Start DATA RECORDS

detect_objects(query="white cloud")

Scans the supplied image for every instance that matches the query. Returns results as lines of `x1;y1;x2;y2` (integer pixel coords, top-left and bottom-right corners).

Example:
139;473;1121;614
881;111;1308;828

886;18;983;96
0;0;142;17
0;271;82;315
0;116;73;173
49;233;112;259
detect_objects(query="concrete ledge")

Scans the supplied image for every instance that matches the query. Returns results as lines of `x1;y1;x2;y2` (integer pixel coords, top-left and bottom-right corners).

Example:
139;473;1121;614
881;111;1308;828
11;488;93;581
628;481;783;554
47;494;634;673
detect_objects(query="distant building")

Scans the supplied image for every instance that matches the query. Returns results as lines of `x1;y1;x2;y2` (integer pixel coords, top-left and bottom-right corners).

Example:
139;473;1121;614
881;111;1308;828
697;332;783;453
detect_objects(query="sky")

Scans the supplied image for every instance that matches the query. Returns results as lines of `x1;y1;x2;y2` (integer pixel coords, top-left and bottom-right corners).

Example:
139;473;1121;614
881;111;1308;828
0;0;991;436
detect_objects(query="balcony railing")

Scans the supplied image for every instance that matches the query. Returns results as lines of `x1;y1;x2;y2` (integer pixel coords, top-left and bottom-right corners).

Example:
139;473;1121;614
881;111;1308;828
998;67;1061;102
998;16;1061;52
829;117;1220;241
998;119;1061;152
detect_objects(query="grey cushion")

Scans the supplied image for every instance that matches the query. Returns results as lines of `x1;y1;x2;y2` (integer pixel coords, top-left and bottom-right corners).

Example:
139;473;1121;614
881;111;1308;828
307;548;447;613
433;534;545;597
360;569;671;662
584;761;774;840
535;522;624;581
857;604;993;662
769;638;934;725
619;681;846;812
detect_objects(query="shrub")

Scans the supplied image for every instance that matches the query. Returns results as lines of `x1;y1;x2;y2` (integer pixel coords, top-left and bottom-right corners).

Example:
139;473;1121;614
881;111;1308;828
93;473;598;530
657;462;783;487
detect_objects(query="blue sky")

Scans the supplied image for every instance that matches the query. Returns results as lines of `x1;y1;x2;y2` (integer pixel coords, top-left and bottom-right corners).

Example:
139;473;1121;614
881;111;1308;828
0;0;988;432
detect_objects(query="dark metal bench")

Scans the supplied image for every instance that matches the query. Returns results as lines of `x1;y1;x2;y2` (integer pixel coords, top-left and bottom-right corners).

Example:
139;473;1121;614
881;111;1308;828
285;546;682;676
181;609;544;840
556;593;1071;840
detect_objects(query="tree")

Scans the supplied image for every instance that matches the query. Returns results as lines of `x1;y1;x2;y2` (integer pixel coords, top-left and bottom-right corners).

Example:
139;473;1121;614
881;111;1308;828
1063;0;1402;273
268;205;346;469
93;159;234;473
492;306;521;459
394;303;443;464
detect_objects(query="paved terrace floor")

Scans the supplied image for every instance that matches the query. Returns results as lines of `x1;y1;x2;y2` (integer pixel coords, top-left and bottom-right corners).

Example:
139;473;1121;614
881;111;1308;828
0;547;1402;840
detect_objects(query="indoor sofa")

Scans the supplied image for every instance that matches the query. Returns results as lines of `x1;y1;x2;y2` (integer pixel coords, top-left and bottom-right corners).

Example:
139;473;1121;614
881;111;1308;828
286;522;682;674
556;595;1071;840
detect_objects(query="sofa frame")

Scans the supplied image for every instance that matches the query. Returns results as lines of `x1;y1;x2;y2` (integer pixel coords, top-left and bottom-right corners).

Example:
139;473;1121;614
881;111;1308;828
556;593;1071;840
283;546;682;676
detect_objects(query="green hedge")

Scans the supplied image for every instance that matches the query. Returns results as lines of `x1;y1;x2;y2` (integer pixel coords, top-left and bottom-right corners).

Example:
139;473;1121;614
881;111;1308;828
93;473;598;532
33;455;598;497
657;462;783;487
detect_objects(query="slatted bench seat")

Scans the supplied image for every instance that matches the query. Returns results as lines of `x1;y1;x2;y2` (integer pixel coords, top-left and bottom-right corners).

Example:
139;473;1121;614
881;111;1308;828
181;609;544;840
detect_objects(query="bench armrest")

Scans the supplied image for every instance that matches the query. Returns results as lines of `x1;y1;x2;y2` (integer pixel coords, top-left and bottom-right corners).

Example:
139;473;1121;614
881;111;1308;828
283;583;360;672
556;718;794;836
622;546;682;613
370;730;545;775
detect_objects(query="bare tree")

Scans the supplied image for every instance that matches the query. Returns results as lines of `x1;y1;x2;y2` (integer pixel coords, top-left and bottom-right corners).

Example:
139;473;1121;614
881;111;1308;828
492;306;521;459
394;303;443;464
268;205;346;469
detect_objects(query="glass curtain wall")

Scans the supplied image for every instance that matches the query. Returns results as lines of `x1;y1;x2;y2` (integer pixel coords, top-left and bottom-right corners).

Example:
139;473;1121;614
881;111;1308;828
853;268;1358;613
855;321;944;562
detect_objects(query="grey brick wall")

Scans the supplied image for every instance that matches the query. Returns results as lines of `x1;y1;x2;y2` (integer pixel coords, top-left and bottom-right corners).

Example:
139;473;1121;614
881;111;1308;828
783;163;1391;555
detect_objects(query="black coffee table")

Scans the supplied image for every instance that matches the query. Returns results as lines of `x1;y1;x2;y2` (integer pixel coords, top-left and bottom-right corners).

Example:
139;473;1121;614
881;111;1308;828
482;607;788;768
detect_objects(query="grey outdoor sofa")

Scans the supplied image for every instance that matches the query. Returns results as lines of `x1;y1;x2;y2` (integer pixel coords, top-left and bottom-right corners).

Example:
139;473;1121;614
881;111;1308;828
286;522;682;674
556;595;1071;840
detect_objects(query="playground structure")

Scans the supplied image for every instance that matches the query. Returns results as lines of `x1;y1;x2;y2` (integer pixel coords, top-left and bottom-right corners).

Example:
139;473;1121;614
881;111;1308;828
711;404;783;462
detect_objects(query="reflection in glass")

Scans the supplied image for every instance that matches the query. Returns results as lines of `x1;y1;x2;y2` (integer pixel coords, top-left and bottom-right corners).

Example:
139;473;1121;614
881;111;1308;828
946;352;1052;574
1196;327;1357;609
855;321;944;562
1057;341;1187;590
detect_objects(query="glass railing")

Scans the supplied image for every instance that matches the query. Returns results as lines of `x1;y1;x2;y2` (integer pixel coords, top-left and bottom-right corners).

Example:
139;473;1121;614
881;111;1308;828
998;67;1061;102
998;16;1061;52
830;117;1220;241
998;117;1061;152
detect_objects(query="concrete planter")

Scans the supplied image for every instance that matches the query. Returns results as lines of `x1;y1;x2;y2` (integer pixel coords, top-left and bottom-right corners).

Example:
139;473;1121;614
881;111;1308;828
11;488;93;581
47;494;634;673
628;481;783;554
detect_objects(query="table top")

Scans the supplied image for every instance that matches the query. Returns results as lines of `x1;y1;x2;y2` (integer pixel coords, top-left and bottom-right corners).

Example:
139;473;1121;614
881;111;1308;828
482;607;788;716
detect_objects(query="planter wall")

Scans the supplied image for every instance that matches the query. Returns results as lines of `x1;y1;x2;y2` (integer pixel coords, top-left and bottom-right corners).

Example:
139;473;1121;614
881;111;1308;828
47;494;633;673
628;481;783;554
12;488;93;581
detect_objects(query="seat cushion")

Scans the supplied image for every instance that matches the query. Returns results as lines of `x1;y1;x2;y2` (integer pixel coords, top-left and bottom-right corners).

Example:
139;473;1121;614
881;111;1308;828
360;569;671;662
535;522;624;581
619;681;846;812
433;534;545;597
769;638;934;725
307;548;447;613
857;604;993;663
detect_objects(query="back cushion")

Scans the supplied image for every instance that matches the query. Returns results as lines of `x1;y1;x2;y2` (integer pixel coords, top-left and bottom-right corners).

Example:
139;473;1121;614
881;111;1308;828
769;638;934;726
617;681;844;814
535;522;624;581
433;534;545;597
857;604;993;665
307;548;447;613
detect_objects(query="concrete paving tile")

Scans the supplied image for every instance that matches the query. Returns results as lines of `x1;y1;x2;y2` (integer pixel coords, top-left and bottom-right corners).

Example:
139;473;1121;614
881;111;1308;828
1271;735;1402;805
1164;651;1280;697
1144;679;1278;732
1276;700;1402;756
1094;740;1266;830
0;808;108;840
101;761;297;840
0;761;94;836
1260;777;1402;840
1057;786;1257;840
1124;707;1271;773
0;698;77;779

End DATA RECORDS

◆ TASK PROMPT
Could you reproduce every line of the material, starting at its beginning and ending at the line containing "0;0;988;432", shifting each bounding-box coordinate in the answers by -38 and leaving all other lines and numbers unchanged?

◆ THE RESPONSE
detect_objects(query="white cloud")

Scans the supplied image for every instance that matches the query. Returns results as lines of `x1;y1;x2;y2` (integer pixel coords, top-left and bottom-right corners).

Example:
139;473;1121;614
881;111;1308;828

848;-20;945;58
-38;-38;104;-21
-38;233;44;277
-38;78;35;135
11;195;74;221
detect_objects(query="concrete ledge")

Scans the supplied image for every instance that matches the query. Returns results as lines of `x1;y1;x2;y2` (integer pixel coords, top-left and bottom-right corners).

Example:
139;473;1121;614
881;111;1308;828
-27;450;55;543
590;443;745;516
9;456;596;635
detect_objects(query="distant building")

Scans the supplied image for every instance that matches the query. Returns results as lines of `x1;y1;x2;y2` (integer pixel coords, top-left and bottom-right corners).

Example:
139;473;1121;614
881;111;1308;828
659;294;745;415
detect_objects(query="sky")

Scans the supplied image for every instance that matches the query. Returns results as lines of `x1;y1;x2;y2` (integer pixel coords, top-left and bottom-right corners).

Example:
139;473;1121;614
881;111;1308;828
-38;-38;953;398
detect_objects(query="balcony railing")

Scans the supplied image for every instance that matches the query. Returns results as lines of `x1;y1;x2;y2` (integer pixel coords, top-left and bottom-right corners).

Example:
139;473;1121;614
881;111;1308;828
960;29;1023;64
960;-22;1023;14
791;79;1182;203
960;81;1023;114
detect_objects(query="grey cushion")

Scans the supplied image for every instance that matches the query. Returns results as lines of `x1;y1;x2;y2` (integer pixel coords, top-left and bottom-right corners).

Example:
139;473;1121;614
881;111;1308;828
269;510;409;575
395;496;507;559
322;531;633;624
546;723;736;802
497;484;586;543
819;566;955;624
731;600;896;687
581;643;808;774
detect_objects(query="shrub")

Scans the supplied image for every instance that matches the query. Returns results as lines of `x1;y1;x2;y2` (integer pixel coords, top-left and bottom-right corners).

Example:
139;473;1121;614
881;111;1308;828
55;435;560;492
619;424;745;449
detect_objects(query="blue sky")

Scans the supplied image for every instance that matches the query. Returns results as lines of `x1;y1;x2;y2` (integer pixel coords, top-left and bottom-right corners).

Example:
139;473;1121;614
881;111;1308;828
-38;-38;950;394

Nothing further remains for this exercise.